ACTIVITY: Once the line containing "Where can the man crouching" is found, copy it and each subsequent line exactly. Stop at the end of the records below.

Natural language region descriptions:
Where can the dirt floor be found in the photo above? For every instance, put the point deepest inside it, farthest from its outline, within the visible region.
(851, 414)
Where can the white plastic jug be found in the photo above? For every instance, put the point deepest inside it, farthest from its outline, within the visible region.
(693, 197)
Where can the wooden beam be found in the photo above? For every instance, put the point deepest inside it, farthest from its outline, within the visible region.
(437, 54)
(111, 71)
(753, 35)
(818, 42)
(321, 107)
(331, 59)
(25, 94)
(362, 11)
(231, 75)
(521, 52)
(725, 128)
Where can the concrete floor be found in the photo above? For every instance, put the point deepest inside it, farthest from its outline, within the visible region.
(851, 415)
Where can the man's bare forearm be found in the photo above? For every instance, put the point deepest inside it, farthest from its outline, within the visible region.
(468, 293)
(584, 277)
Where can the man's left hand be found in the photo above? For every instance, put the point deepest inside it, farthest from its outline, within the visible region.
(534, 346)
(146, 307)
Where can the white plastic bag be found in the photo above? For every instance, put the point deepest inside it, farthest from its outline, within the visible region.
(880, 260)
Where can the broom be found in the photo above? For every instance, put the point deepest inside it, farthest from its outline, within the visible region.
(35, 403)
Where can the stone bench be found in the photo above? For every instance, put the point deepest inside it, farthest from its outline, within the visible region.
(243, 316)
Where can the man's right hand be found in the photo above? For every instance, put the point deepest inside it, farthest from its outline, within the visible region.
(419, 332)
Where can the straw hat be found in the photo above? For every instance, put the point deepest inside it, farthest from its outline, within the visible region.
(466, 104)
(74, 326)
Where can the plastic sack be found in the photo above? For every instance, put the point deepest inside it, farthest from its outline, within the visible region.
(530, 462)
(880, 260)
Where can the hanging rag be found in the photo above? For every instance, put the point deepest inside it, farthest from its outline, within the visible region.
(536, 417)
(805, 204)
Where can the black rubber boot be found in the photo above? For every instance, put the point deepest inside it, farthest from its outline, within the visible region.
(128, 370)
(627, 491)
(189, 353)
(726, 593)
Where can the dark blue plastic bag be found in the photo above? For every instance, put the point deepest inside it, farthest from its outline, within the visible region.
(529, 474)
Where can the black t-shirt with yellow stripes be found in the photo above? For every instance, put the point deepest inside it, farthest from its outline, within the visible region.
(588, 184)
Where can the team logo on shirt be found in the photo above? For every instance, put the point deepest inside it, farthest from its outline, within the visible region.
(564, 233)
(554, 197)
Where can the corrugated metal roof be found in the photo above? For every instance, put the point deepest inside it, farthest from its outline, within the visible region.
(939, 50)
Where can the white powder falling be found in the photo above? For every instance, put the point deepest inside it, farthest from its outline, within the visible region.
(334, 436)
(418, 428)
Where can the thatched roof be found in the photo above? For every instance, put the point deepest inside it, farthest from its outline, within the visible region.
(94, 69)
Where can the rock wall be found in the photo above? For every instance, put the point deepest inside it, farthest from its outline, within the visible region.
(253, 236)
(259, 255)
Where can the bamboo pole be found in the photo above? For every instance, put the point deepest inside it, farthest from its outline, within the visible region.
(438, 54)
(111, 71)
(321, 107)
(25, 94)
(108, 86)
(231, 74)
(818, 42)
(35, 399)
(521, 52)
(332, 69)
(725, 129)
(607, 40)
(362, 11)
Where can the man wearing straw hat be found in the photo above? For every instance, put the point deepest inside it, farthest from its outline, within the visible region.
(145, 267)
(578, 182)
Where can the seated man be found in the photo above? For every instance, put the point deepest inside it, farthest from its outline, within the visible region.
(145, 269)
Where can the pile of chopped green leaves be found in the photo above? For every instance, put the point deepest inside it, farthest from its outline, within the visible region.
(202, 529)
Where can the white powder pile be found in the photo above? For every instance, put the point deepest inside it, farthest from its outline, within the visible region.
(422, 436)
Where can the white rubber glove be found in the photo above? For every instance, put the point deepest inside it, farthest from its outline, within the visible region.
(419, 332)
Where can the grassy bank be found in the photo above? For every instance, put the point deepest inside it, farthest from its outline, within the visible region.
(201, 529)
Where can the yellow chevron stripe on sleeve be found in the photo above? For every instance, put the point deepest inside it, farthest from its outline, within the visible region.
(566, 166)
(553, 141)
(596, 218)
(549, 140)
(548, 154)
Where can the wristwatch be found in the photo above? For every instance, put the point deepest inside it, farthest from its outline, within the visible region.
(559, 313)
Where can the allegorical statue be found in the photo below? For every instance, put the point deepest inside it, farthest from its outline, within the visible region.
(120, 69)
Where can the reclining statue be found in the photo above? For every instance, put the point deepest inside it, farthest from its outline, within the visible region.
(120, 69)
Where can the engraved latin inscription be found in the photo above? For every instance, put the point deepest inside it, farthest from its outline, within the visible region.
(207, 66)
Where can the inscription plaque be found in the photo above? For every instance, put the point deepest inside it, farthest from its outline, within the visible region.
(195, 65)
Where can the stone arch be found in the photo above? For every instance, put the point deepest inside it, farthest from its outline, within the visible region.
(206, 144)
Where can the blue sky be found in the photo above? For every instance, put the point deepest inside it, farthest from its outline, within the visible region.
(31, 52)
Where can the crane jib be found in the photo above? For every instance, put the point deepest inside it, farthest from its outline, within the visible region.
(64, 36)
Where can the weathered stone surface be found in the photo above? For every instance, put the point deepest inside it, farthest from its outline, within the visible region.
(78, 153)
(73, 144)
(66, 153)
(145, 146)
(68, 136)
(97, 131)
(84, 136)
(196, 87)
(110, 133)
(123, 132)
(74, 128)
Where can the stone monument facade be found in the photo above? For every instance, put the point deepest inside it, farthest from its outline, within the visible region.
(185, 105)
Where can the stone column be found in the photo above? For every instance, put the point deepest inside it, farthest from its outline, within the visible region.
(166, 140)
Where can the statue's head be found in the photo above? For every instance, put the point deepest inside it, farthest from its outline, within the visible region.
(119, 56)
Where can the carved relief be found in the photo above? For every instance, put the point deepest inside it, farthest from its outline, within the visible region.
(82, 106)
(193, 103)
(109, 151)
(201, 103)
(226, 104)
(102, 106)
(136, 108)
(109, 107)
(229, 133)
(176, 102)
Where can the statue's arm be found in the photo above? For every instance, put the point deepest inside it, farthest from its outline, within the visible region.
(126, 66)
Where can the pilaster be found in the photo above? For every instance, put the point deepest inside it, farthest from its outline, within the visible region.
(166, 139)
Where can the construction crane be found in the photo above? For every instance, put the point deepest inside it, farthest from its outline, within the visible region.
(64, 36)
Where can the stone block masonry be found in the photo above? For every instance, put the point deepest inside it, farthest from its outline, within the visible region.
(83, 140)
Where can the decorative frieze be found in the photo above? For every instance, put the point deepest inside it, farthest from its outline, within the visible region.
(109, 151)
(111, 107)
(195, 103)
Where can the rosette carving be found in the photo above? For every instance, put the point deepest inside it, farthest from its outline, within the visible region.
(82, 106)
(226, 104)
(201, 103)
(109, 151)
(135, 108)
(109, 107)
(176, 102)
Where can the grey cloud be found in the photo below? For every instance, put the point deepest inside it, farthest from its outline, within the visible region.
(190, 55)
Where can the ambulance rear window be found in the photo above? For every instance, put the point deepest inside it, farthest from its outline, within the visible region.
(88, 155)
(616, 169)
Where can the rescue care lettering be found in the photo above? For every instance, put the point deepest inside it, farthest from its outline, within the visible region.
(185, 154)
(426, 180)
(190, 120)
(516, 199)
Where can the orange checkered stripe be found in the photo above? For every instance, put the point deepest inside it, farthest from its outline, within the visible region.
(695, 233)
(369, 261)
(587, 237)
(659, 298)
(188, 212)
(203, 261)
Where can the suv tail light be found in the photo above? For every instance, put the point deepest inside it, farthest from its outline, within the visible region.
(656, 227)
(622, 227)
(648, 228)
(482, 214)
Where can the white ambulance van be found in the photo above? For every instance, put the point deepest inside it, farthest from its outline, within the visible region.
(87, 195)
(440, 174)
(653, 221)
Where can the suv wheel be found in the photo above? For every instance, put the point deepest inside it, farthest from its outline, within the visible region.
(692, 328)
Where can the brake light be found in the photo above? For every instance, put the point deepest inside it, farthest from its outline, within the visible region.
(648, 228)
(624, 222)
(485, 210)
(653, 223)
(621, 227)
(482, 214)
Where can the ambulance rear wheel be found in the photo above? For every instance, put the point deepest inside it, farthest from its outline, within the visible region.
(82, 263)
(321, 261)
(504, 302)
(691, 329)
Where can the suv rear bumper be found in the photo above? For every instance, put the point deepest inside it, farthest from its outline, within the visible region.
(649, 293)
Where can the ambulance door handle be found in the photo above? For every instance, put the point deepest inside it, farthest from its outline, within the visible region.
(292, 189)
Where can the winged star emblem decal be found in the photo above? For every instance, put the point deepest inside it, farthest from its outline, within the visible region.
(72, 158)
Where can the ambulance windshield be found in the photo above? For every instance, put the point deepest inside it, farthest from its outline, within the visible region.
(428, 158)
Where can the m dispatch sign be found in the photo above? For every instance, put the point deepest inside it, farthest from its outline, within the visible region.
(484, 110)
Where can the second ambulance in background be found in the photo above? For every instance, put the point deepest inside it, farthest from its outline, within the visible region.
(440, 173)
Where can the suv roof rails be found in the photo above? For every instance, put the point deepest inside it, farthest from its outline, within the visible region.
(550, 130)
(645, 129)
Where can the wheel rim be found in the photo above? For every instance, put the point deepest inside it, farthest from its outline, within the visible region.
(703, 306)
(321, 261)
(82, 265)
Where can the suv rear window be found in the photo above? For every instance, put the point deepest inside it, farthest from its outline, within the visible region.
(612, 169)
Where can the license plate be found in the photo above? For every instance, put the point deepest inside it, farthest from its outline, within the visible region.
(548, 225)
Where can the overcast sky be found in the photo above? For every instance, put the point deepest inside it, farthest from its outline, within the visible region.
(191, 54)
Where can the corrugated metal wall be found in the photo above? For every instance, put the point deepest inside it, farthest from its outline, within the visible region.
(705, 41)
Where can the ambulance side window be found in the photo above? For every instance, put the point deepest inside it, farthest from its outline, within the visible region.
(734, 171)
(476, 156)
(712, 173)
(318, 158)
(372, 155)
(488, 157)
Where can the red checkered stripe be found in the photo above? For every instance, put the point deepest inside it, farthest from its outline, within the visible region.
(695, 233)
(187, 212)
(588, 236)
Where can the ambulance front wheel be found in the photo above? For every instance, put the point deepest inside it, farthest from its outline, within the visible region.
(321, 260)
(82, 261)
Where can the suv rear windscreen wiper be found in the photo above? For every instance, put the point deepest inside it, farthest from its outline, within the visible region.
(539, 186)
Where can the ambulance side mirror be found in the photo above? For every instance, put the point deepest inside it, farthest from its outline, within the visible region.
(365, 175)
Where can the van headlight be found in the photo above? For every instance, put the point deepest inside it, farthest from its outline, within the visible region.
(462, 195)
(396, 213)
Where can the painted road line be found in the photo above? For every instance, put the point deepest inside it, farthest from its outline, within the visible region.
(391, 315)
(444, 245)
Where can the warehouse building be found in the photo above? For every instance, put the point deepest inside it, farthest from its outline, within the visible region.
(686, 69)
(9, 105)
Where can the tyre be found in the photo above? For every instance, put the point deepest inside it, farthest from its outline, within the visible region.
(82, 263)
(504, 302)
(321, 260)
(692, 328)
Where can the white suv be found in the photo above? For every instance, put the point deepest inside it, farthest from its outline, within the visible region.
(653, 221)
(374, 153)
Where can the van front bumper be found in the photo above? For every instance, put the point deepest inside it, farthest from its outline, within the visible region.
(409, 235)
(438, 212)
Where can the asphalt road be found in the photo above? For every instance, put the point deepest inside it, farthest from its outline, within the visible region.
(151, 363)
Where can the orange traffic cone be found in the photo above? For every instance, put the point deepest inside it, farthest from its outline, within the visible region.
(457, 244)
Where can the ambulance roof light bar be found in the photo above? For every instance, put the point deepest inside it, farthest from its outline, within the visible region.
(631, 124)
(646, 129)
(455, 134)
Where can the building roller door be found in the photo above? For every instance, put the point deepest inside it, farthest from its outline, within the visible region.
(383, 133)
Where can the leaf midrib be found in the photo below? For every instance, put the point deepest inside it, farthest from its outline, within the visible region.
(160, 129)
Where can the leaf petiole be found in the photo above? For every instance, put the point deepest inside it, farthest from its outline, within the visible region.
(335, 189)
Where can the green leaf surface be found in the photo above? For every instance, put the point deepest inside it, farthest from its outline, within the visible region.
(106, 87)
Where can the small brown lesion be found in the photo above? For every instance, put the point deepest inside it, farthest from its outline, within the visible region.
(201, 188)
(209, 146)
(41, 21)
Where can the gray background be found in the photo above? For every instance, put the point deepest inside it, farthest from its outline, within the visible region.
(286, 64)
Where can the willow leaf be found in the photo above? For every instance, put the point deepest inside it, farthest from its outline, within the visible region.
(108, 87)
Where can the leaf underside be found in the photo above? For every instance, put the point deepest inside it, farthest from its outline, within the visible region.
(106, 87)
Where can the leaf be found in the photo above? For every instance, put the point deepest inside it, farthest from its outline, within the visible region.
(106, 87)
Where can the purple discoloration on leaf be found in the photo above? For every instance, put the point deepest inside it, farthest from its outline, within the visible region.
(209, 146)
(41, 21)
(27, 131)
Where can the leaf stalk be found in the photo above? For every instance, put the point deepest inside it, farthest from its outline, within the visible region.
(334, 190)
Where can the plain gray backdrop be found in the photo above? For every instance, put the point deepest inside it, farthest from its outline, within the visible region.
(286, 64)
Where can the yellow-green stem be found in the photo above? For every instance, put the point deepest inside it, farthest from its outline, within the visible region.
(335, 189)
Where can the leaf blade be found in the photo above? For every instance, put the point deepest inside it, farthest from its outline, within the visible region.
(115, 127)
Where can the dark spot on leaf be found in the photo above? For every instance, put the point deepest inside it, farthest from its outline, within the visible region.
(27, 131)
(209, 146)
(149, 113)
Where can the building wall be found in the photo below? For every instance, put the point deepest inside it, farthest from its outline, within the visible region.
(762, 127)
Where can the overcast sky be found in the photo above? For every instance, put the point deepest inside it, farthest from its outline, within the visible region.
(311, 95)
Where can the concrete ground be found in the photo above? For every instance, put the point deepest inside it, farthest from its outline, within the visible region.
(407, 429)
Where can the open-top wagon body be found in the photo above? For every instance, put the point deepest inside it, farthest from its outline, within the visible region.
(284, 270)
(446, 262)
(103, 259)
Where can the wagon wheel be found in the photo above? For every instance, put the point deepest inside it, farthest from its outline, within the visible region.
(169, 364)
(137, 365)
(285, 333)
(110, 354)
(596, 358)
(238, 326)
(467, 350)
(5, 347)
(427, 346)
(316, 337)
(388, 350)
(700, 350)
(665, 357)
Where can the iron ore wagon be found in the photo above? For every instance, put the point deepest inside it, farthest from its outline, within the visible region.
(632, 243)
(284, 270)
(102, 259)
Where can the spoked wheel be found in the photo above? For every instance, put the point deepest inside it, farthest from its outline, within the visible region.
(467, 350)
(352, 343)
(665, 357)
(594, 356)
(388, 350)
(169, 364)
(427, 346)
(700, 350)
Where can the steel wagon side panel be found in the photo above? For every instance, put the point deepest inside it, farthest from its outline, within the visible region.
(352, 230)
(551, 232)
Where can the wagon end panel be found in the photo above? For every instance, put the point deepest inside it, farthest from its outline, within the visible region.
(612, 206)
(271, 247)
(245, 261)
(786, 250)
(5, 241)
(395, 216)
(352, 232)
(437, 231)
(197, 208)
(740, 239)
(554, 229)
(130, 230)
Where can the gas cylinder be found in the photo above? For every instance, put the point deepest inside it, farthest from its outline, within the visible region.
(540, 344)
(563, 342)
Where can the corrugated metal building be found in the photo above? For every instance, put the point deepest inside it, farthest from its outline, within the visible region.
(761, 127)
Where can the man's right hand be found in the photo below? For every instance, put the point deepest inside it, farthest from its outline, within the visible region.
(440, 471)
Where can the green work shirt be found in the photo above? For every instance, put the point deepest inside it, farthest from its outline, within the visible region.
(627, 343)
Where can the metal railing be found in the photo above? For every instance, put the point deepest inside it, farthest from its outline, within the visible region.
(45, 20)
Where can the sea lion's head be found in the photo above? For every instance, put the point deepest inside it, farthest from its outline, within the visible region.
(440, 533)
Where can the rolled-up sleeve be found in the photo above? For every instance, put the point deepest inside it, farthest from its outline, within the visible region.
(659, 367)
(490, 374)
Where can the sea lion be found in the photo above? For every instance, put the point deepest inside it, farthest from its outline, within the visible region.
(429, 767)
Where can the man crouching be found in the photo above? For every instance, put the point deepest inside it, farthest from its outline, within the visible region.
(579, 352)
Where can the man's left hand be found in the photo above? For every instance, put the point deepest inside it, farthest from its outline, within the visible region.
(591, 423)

COMPLETED EXERCISE:
Where can the man crouching be found in the photo above? For every instance, put the point deepest inside it, farthest from its outline, within the visible region.
(579, 352)
Where can the man's left hand be found in the photo above? For every instance, put the point deepest inside it, farthest from its outline, within the visible region.
(591, 423)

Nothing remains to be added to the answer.